Task prompt.
Which lines below include the string "dark"? Please show each one.

Provided material.
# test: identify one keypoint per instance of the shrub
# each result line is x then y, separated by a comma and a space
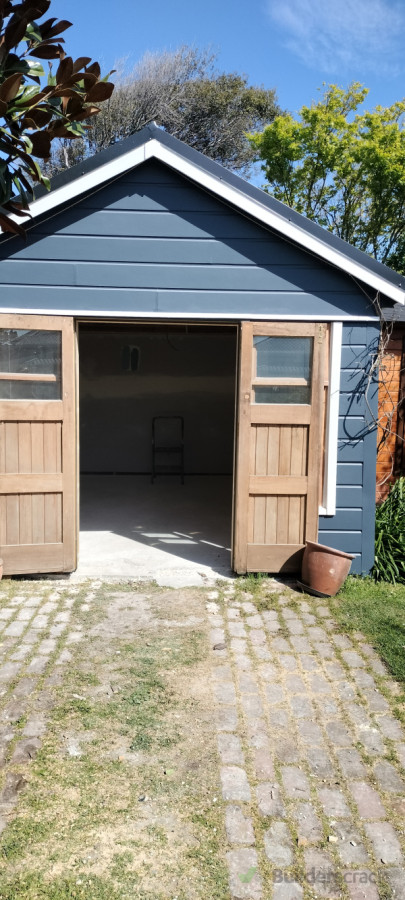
389, 564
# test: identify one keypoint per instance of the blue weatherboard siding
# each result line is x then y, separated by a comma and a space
154, 242
352, 528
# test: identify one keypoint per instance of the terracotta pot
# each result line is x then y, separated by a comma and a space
325, 569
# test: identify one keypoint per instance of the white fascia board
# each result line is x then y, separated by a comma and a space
183, 316
332, 422
153, 149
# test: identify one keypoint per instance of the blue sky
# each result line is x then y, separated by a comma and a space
292, 45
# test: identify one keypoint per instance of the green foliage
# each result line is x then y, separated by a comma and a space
389, 562
343, 169
33, 112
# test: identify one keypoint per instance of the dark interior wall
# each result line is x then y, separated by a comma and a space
187, 371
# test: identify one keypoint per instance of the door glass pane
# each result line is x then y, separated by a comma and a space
282, 394
283, 357
36, 353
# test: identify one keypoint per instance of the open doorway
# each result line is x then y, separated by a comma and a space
181, 378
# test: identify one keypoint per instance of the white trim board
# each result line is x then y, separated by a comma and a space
154, 149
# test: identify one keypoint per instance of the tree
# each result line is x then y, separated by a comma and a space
35, 113
342, 168
183, 92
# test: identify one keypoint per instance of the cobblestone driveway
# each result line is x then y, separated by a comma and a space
312, 757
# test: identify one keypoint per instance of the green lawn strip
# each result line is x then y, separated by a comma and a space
82, 829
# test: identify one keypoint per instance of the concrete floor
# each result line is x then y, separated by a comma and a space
176, 534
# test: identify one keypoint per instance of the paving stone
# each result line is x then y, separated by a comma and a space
302, 708
295, 783
230, 749
286, 890
351, 763
15, 629
281, 645
278, 844
335, 671
353, 659
269, 800
396, 880
309, 663
317, 634
360, 884
334, 803
227, 719
301, 644
252, 705
359, 715
238, 645
385, 842
39, 622
390, 727
21, 652
288, 662
247, 684
342, 642
319, 684
239, 828
279, 718
285, 747
64, 657
310, 732
222, 673
325, 650
6, 613
268, 672
372, 741
367, 800
257, 638
320, 873
338, 734
295, 627
262, 653
224, 692
295, 684
376, 701
388, 778
25, 750
350, 845
307, 822
242, 662
235, 785
37, 665
254, 621
263, 765
346, 691
377, 666
9, 671
237, 629
240, 863
24, 615
258, 737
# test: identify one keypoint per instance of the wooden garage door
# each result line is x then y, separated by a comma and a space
279, 441
37, 444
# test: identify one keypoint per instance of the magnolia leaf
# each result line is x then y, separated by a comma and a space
10, 87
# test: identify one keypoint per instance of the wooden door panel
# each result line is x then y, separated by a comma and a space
278, 452
37, 462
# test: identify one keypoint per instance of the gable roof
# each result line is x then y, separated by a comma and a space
154, 143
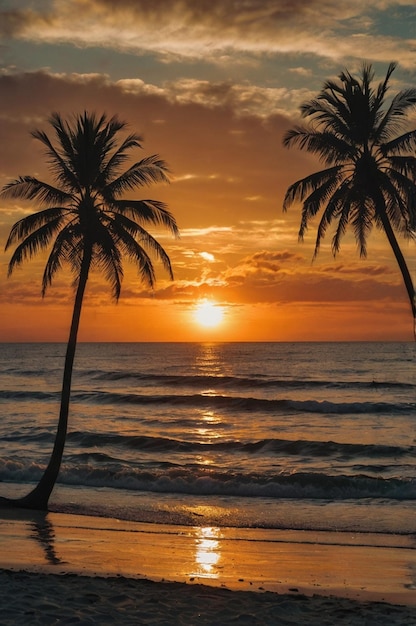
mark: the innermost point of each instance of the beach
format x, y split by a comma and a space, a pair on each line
68, 569
212, 484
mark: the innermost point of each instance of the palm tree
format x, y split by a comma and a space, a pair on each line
87, 224
370, 172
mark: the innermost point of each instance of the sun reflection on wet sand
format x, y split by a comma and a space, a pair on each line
207, 551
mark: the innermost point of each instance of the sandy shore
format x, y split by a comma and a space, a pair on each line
67, 569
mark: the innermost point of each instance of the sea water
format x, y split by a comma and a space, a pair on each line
309, 436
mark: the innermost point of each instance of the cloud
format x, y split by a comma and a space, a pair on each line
213, 29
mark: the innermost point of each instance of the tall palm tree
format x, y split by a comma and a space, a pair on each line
370, 171
87, 224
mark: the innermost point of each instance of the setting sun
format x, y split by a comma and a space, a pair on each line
208, 313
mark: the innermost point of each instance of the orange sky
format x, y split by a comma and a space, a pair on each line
214, 103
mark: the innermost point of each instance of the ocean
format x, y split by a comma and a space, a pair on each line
304, 436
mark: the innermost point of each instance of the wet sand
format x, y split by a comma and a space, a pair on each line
58, 569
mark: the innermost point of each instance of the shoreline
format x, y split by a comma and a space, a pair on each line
311, 573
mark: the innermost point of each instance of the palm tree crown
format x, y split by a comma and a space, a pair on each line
86, 215
87, 223
370, 171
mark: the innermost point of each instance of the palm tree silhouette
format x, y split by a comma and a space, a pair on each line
87, 224
370, 175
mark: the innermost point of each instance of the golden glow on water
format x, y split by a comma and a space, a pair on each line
207, 551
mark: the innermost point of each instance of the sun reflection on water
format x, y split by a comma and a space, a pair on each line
207, 551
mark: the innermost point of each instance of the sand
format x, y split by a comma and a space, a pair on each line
68, 569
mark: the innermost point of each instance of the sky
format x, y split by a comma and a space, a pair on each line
212, 86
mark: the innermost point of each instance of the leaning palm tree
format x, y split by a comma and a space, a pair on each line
86, 223
370, 172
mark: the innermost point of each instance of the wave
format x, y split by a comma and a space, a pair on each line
218, 401
239, 382
202, 481
301, 448
204, 380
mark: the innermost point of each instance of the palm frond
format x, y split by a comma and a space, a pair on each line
128, 229
66, 249
149, 170
300, 189
147, 211
37, 240
27, 225
330, 148
30, 188
406, 142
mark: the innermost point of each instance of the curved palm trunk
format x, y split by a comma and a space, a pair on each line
407, 279
38, 498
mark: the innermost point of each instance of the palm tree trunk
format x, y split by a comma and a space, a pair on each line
38, 498
407, 279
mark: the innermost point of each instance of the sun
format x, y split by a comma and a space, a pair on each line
208, 314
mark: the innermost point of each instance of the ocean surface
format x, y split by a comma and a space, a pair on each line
308, 436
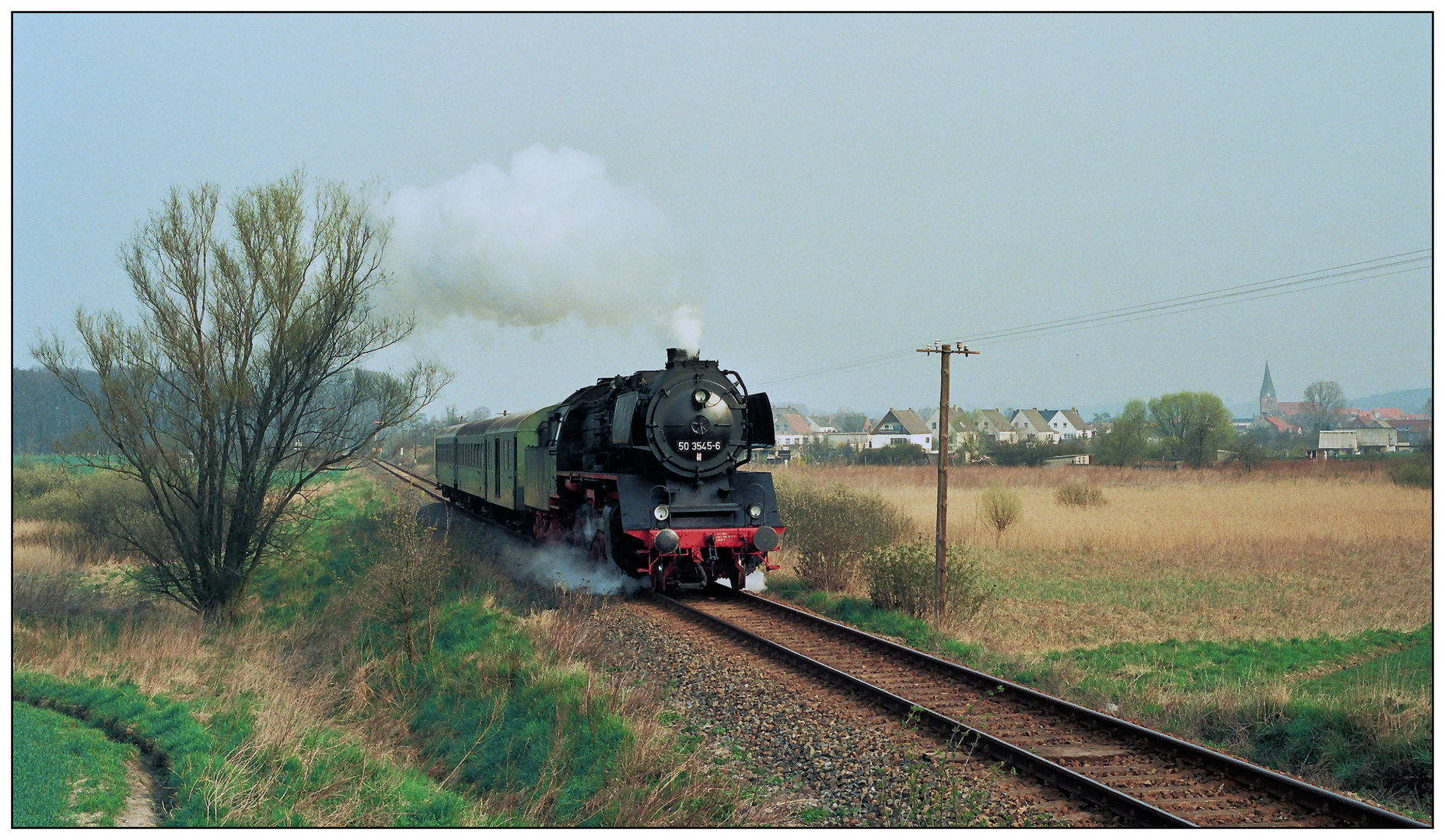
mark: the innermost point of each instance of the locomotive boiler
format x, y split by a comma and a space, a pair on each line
642, 471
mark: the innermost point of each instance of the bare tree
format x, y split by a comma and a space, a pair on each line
240, 383
1325, 399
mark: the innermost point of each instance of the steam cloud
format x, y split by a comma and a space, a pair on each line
528, 247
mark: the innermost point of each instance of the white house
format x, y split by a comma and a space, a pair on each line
1067, 424
1027, 422
899, 425
993, 424
963, 429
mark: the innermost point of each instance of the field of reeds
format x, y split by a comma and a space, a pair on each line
1178, 554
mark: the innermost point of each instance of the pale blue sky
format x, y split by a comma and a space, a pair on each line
818, 190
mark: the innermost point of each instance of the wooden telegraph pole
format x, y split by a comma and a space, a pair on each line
944, 439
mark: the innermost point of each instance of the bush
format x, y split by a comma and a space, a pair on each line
833, 528
1000, 509
1079, 495
905, 577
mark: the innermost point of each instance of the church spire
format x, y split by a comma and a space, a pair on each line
1269, 405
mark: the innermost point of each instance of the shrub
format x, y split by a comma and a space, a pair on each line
905, 577
1000, 509
405, 583
1079, 495
833, 528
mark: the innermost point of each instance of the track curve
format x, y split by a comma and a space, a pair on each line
1145, 777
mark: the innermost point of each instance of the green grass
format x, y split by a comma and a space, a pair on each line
62, 769
215, 767
503, 722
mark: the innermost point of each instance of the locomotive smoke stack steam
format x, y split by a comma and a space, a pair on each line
678, 355
548, 239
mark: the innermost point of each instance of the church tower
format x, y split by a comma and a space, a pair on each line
1269, 405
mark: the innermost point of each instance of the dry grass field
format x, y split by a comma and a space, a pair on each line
1307, 550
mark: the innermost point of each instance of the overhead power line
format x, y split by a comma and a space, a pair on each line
1240, 294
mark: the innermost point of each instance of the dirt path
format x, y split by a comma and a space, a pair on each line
145, 804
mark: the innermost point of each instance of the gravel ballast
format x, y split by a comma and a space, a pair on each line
808, 754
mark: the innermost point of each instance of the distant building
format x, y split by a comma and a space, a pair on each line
1067, 424
791, 427
1269, 404
1029, 424
995, 425
901, 425
960, 422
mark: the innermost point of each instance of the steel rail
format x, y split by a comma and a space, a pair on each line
956, 732
1312, 797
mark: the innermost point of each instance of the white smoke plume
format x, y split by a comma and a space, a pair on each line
529, 246
569, 569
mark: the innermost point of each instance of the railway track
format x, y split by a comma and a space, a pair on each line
414, 479
1143, 777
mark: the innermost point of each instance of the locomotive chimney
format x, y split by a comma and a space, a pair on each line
677, 355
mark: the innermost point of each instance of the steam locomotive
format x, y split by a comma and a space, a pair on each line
641, 471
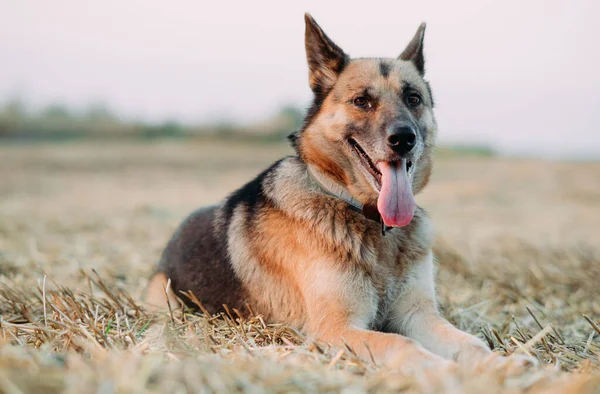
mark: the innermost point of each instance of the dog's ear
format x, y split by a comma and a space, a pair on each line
325, 59
414, 50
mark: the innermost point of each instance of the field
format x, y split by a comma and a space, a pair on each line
82, 225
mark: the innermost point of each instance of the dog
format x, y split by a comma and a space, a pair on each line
330, 241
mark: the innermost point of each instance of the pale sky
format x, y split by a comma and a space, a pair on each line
520, 75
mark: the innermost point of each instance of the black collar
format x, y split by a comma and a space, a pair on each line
338, 190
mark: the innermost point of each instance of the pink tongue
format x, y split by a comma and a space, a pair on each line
396, 203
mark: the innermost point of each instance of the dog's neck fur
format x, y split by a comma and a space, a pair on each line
336, 189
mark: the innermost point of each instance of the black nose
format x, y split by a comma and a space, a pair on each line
402, 138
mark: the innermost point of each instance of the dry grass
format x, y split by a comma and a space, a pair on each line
81, 227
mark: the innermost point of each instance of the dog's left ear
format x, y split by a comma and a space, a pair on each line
414, 50
325, 59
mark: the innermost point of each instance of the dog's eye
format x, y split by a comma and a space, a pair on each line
413, 100
361, 102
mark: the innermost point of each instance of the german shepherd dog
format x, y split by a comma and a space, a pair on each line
331, 241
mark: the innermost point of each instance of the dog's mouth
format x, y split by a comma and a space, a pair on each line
392, 181
367, 164
370, 167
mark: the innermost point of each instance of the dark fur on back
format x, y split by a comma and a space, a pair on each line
196, 259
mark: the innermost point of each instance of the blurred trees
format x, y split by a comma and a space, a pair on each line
97, 121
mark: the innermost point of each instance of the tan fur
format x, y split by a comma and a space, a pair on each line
305, 258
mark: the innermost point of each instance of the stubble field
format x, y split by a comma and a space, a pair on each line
82, 225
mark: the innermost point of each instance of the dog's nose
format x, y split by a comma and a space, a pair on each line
402, 138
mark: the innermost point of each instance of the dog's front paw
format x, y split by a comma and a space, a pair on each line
420, 361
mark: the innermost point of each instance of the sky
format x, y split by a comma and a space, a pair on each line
521, 76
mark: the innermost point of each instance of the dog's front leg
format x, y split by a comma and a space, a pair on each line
339, 308
415, 314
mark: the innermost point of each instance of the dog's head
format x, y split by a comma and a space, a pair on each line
371, 125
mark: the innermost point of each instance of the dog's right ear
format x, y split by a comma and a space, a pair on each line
325, 59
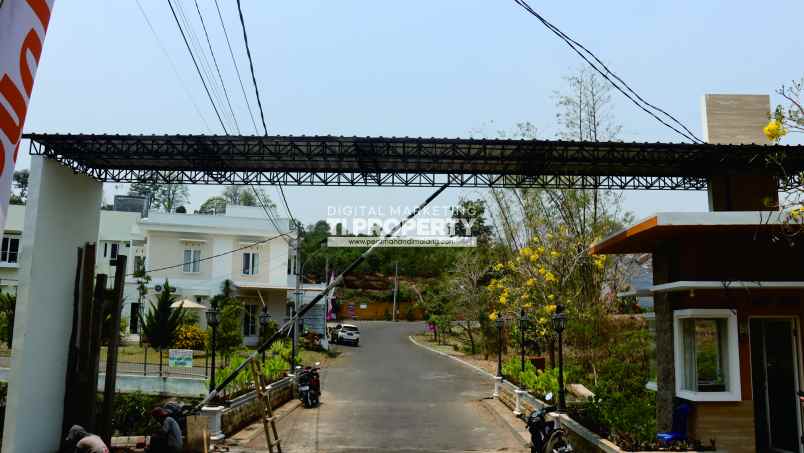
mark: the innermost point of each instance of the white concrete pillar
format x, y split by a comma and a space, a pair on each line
518, 406
63, 212
497, 384
214, 416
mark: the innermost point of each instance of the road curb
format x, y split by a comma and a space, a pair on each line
503, 415
463, 362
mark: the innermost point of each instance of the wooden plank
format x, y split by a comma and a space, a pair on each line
115, 307
94, 338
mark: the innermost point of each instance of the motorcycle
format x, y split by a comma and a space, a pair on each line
546, 436
309, 385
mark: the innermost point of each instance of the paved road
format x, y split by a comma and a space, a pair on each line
390, 395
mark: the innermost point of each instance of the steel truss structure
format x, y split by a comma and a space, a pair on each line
418, 162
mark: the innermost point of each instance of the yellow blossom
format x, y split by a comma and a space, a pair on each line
775, 130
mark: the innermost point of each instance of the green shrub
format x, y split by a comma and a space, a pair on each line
537, 382
190, 337
621, 402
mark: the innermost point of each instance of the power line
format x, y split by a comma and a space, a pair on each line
237, 69
605, 72
173, 66
203, 61
197, 69
217, 68
251, 66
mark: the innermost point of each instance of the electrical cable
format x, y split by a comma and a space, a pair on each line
237, 69
217, 68
198, 70
309, 305
173, 66
605, 72
251, 66
203, 61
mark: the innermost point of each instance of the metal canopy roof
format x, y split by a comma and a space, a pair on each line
378, 161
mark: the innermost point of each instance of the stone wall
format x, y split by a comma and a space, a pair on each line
246, 409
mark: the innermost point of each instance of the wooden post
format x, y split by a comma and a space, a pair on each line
79, 382
94, 343
116, 306
73, 348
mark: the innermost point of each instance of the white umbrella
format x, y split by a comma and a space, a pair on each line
187, 303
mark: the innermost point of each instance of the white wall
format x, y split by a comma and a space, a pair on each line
62, 214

Answer to the problem.
# test: identify one keypoint per instance of the dark interior wall
mark: the innermost point of each instance of the dark fur on back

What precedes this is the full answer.